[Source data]
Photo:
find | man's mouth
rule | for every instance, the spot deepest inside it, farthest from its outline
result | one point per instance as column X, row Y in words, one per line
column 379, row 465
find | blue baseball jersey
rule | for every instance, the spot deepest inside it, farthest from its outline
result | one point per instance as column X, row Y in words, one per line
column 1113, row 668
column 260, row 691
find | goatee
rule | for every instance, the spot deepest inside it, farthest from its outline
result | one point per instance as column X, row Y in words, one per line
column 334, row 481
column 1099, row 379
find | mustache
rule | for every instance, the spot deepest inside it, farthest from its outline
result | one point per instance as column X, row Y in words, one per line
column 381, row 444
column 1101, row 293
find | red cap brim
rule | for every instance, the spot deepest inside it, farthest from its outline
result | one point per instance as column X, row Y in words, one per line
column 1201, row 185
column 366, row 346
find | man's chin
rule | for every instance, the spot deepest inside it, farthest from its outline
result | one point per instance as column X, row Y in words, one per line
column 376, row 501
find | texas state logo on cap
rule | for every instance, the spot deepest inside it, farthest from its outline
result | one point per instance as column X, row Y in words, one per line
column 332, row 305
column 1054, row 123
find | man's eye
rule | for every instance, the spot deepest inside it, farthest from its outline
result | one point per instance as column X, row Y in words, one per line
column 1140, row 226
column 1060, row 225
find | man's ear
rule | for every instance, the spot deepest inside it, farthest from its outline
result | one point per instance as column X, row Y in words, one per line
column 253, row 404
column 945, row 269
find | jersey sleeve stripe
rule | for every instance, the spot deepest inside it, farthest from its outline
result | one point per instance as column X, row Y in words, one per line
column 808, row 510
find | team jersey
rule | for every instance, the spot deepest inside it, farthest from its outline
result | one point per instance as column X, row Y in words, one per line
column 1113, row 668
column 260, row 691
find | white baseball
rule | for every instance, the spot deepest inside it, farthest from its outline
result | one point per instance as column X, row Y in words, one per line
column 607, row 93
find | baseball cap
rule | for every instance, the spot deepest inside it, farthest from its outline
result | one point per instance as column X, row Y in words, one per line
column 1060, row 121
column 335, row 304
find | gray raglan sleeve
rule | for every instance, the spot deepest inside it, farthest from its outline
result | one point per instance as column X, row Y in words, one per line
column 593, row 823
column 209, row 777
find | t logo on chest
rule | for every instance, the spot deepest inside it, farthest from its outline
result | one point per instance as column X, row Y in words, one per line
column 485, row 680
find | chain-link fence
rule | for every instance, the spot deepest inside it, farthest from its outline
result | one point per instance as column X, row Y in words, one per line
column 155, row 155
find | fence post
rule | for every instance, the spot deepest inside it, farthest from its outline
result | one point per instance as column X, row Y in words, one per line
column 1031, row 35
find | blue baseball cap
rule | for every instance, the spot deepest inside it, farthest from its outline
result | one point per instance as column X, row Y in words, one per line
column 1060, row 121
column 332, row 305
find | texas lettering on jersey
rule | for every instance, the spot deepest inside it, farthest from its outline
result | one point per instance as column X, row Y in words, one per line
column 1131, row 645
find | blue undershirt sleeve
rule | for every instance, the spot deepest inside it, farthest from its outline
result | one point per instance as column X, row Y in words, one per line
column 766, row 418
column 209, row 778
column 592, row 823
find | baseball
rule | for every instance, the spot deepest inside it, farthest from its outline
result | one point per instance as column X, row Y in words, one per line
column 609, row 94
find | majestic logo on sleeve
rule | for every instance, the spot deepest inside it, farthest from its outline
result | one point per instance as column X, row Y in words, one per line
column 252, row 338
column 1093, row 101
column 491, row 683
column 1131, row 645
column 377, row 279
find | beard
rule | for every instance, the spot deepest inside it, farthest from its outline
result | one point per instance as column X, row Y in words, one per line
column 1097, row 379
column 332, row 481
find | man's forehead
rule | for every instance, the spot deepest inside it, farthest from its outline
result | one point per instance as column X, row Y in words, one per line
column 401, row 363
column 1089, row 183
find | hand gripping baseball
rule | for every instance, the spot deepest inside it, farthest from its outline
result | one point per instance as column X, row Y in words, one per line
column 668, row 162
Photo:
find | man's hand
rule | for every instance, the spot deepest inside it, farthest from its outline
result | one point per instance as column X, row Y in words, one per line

• **What this task involves**:
Retype the data in full, exactly.

• **Your response**:
Photo:
find | man's mouth
rule | for every instance, the spot deepest inside it, farthest from its outline
result | one point per instance as column X, row Y in words, one per line
column 379, row 465
find | blue baseball jersey
rule | for every instance, the spot deepest inside it, farthest from its outline
result | one point per instance as column X, row Y in words, one per line
column 1113, row 668
column 260, row 691
find | goatee
rule | for every instance, the spot deepest inside it, farthest from its outline
result | one point per instance as column X, row Y in words, one per line
column 334, row 481
column 1099, row 379
find | mustache
rule | for every instance, the spot deepest inside it, farthest from its outline
result | one point per instance as column X, row Y in words, one per line
column 381, row 444
column 1101, row 293
find | red cap brim
rule | for every instance, the spot deepest inside it, farthest from its outline
result | one point per instance as column X, row Y in words, one per line
column 1201, row 185
column 366, row 346
find | man's chin
rule | for every instance, the spot deepest inside it, farthest from its outline
result | one point per instance as column X, row Y in words, one per line
column 376, row 501
find | texas state logo on cap
rule | for every instance, the spot deepest inside it, farthest from its outline
result | one point per instance as column X, row Y in words, one per line
column 332, row 305
column 1054, row 123
find | man's eye
rule | for every instance, the spot deepest inside it, farthest from its outline
result | one point per instance as column X, row Y in words, one per line
column 1140, row 226
column 1060, row 225
find | man's ear
rule | for every instance, the spot deepest inside it, farthest from its outline
result | one point per instance as column X, row Y in words, one per line
column 253, row 404
column 945, row 269
find | jersey sleeve stripe
rule | for every instance, the spot deepest inside it, farthest from its outline
result | one point per instance as column X, row Y in words, one per line
column 808, row 510
find | team jersey
rule | for every instance, the spot deepest inside it, farthest from its outline
result | one point per instance as column X, row Y in words, one per line
column 1113, row 668
column 260, row 691
find | white baseball
rule | for every instance, the spot deepest inside it, farthest from its outline
result | one point per instance as column X, row Y in words, one per line
column 607, row 93
find | baseball cap
rule | for every instance, the spot deepest inside it, farthest from its outline
result | one point per instance as column X, row Y in words, one per line
column 1060, row 121
column 335, row 304
find | gray raglan sleeve
rule | for every instance, the spot deepest inside it, farthest from its outline
result | one point per instance as column X, row Y in words, one per line
column 593, row 823
column 209, row 777
find | t logo on chest
rule | for every instance, the spot deepest inside it, farthest from its outline
result | one point per instance as column X, row Y in words, one per line
column 485, row 680
find | chain-link fence
rule | for every instance, the spot deepest inside it, farthest from its outline
result | one point per instance as column X, row Y in words, one per line
column 155, row 155
find | fence post
rule | for every instance, the spot deepest inside it, farthest from its outline
result | one point per instance as column X, row Y in words, one per line
column 1031, row 35
find | blue baseball cap
rule | for every instance, the spot deepest inside it, farthest from its outline
result | one point per instance as column X, row Y in words, one per line
column 1060, row 121
column 332, row 305
find | texas lettering on jersey
rule | for every instance, the spot deepest inside it, farthest from its outline
result | one point per instance as column X, row Y in words, one per line
column 1131, row 645
find | blue undershirt sleeve
rule | for every instance, the spot deepest inside it, farthest from its outline
result | one point per instance as column X, row Y in words, one per line
column 766, row 418
column 209, row 778
column 592, row 823
find | baseball
rule | for every instance, the spot deepest inside it, farthest from its outline
result | one point per instance as column X, row Y in words, one per line
column 609, row 94
find | majestic logo on sleeve
rule | for every instance, the spot deepest inside it, farthest from its outline
result | one point per instance as column X, row Y in words, one per line
column 252, row 338
column 1093, row 101
column 491, row 683
column 1131, row 645
column 377, row 279
find | beard
rule | for every instance, the spot deepest inside it, farthest from its outline
result | one point per instance as column X, row Y in words, one per line
column 1097, row 379
column 332, row 481
find | man's forehead
rule | for every instance, the spot deepest inside it, farthest from its outline
result | one point per instance as column X, row Y in words, one per line
column 401, row 363
column 1089, row 183
find | hand gripping baseball
rule | for every instance, the spot deepest inside it, farthest from its outline
result | one point per instance as column X, row Y in words, one per line
column 668, row 162
Photo:
find | man's hand
rule | for every instance, the spot deepest inside it, farthest from its outline
result | one point per instance as column X, row Y in words, one per line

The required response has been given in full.